Task details >> Name each person mentioned by name in the reflection on The Glass Castle below, listing each person only once.

Text passage >>
========================

A girl and her cat take on the world with nothing more than a cup of tea and a good book and enough dreams to fill the universe.
In reading The Glass Castle by Jeannette Walls this month, I’ve been doing a lot of thinking about the compromises Jeannette’s family is willing to make for their values. They never really had enough food or a home that was decent and warm because Jeannette’s parents were unwilling to compromise their idea of independence and truly doing what you love. With Rex, it’s more of a problem with addiction, but with Rosemary, she is unwilling to compromise her dream of being an artist to take care of her family by becoming a teacher and doing well. She won’t sell her land in Texas because she believes that land must be kept in the family even though it’s worth about a million dollars. It’s made me think about the compromises I’m willing to make.
These thoughts have led to the rather uncomfortable truth that I’m unwilling to compromise on a lot of things. I’m going to move in three days, not counting today, but I’m moving to a place that’s probably too expensive and too nice for what I actual need. I’m in constant pursuit of the idea of perfection, which to me is sustainable and green living in a sleek and stylish space that looks like something from a magazine. I’m all about the details and finding just the right thing. I do the same thing with how I dress.

========================

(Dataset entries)
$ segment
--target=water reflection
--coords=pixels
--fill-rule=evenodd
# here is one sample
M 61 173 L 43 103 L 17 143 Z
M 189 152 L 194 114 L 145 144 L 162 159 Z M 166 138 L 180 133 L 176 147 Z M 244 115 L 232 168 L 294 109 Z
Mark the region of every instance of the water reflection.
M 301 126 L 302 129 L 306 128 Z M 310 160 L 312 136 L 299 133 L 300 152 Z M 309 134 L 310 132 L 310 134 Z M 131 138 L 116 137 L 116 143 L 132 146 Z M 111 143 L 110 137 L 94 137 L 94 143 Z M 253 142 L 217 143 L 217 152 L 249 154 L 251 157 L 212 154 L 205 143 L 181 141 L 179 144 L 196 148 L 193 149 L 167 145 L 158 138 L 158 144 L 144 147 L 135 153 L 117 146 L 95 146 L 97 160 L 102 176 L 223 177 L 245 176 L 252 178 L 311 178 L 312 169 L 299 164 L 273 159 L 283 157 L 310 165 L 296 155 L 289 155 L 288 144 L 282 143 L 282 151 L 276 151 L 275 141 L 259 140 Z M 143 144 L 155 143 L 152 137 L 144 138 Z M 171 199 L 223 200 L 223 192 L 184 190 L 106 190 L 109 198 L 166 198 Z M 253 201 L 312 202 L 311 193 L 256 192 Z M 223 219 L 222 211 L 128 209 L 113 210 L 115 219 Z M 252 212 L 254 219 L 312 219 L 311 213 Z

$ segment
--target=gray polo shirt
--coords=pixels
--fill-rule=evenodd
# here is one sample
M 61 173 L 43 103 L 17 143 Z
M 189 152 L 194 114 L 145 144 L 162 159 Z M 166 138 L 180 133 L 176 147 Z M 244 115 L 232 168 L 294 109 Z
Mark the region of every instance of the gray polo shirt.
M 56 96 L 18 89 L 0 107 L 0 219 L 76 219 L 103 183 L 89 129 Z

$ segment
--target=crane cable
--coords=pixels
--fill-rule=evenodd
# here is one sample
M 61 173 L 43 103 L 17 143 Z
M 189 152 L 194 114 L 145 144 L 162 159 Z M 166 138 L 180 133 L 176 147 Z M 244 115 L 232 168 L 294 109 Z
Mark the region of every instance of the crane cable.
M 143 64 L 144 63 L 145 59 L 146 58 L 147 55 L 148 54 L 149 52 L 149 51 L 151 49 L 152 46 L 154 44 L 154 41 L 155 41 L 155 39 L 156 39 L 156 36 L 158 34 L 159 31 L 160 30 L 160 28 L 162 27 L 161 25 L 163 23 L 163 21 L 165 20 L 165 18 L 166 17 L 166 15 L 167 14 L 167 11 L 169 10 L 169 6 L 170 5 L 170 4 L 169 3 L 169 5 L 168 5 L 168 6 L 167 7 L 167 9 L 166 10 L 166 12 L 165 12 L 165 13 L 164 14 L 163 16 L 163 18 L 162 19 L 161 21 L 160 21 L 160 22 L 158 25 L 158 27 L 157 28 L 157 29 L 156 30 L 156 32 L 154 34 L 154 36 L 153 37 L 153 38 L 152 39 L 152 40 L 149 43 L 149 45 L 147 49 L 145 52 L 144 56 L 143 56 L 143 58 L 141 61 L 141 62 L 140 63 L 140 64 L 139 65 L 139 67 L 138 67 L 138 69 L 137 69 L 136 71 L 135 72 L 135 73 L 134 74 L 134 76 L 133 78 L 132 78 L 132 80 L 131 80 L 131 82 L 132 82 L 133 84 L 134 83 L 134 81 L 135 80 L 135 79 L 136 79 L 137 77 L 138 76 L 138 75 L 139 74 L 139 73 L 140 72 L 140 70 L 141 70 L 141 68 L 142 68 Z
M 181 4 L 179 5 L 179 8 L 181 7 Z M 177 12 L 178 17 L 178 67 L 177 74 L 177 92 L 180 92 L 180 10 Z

========================

Solution >> Jeannette Walls, Rex, Rosemary